*Task*: Report each line of the entries that includes "below" by copying it.

*Extracted material*:
══════════════════════════════

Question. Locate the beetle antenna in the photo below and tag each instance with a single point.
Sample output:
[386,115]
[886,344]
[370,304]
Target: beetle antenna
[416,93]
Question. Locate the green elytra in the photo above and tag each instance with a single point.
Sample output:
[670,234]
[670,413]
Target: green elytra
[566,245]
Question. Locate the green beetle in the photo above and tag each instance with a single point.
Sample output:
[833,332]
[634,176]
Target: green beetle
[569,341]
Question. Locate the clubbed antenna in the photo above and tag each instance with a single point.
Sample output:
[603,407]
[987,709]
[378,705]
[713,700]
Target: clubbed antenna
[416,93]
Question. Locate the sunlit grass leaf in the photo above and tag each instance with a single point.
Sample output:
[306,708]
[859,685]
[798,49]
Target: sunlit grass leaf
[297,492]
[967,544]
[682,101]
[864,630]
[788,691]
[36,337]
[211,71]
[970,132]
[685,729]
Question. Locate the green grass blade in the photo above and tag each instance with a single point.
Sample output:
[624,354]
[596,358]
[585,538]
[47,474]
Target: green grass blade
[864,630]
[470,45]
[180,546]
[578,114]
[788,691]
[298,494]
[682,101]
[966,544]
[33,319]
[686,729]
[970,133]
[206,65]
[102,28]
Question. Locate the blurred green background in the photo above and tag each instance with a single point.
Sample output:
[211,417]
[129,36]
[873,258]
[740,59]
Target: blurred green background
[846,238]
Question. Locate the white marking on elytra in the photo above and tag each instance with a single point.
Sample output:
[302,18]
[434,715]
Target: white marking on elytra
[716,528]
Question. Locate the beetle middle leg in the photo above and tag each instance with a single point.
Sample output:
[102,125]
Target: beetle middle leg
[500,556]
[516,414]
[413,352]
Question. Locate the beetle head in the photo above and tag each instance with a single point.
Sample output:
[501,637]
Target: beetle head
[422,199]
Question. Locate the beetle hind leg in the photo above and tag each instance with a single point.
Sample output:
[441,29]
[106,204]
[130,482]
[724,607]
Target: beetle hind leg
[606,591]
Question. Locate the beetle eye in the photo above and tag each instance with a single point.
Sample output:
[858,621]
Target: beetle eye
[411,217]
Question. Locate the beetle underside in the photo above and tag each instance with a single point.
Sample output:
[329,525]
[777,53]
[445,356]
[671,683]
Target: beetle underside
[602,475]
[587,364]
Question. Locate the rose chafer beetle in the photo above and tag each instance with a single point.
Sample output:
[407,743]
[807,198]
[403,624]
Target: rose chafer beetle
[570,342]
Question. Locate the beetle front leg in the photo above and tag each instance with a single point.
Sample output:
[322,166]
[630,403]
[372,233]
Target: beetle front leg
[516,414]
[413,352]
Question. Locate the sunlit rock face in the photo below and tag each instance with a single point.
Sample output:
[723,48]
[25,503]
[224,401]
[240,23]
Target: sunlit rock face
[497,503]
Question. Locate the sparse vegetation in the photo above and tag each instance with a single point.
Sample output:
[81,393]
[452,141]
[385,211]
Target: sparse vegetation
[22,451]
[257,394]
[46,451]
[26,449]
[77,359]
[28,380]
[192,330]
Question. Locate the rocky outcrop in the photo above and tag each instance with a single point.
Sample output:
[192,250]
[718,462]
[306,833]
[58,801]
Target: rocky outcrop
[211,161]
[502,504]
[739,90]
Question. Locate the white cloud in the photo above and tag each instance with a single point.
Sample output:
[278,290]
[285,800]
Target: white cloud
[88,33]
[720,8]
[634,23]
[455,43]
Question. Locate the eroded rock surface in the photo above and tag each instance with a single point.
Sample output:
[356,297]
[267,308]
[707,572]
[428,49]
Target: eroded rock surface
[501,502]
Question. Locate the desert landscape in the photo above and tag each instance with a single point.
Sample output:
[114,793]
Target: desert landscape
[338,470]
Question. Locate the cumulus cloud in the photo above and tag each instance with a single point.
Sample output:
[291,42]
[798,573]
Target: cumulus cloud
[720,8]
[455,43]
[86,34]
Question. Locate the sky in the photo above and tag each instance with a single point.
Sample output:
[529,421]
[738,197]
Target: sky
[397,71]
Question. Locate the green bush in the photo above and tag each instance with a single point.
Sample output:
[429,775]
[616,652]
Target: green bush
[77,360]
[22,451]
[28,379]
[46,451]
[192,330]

══════════════════════════════

*Response to the task*:
Question. Locate the beetle antenna in the photo below and tag each instance with a single point.
Question. Locate the sunlit rock face in the photo below and tag each instance with a single point.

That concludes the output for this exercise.